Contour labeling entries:
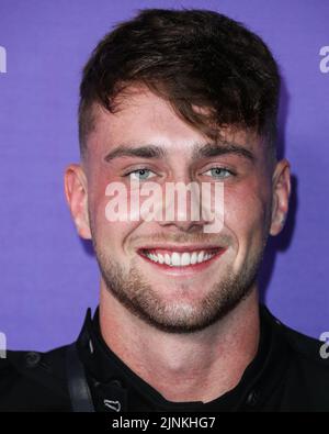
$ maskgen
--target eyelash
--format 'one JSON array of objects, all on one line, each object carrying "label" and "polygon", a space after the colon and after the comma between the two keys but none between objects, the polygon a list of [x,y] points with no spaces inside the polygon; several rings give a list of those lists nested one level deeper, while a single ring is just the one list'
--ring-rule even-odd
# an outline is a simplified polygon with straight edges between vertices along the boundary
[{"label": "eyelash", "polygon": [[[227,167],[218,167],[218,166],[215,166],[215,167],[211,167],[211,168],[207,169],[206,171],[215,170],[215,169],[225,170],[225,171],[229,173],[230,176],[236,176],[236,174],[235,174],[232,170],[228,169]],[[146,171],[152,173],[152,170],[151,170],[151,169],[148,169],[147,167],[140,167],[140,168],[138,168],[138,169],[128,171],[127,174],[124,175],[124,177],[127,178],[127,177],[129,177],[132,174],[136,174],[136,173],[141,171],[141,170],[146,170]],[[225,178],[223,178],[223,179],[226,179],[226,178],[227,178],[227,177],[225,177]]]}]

Stated task
Rewrite the material above, replacing "straight edges" with "linear segments" and keeping everything else unchanged. Omit the pictures from your answer.

Solution to this task
$ maskgen
--target eyelash
--format 'one JSON array of objects, all on one line, each object carrying "label" and "polygon", a space after the colon and after the comma between the two keys but none between objects, the polygon a list of [x,y] points with no spaces inside the polygon; several rings give a list of those lists nested one level deeper, while a single ring is just the one list'
--ring-rule even-odd
# an outline is a simplified polygon with linear segments between vertices along the boundary
[{"label": "eyelash", "polygon": [[[227,167],[218,167],[218,166],[215,166],[215,167],[211,167],[211,168],[207,169],[206,171],[215,170],[215,169],[225,170],[225,171],[229,173],[230,176],[236,176],[236,174],[235,174],[232,170],[228,169]],[[146,171],[152,173],[152,170],[151,170],[151,169],[148,169],[147,167],[140,167],[140,168],[138,168],[138,169],[128,171],[127,174],[124,175],[124,177],[127,178],[127,177],[129,177],[132,174],[136,174],[136,173],[141,171],[141,170],[146,170]],[[225,178],[223,178],[223,179],[226,179],[226,178],[227,178],[227,177],[225,177]]]}]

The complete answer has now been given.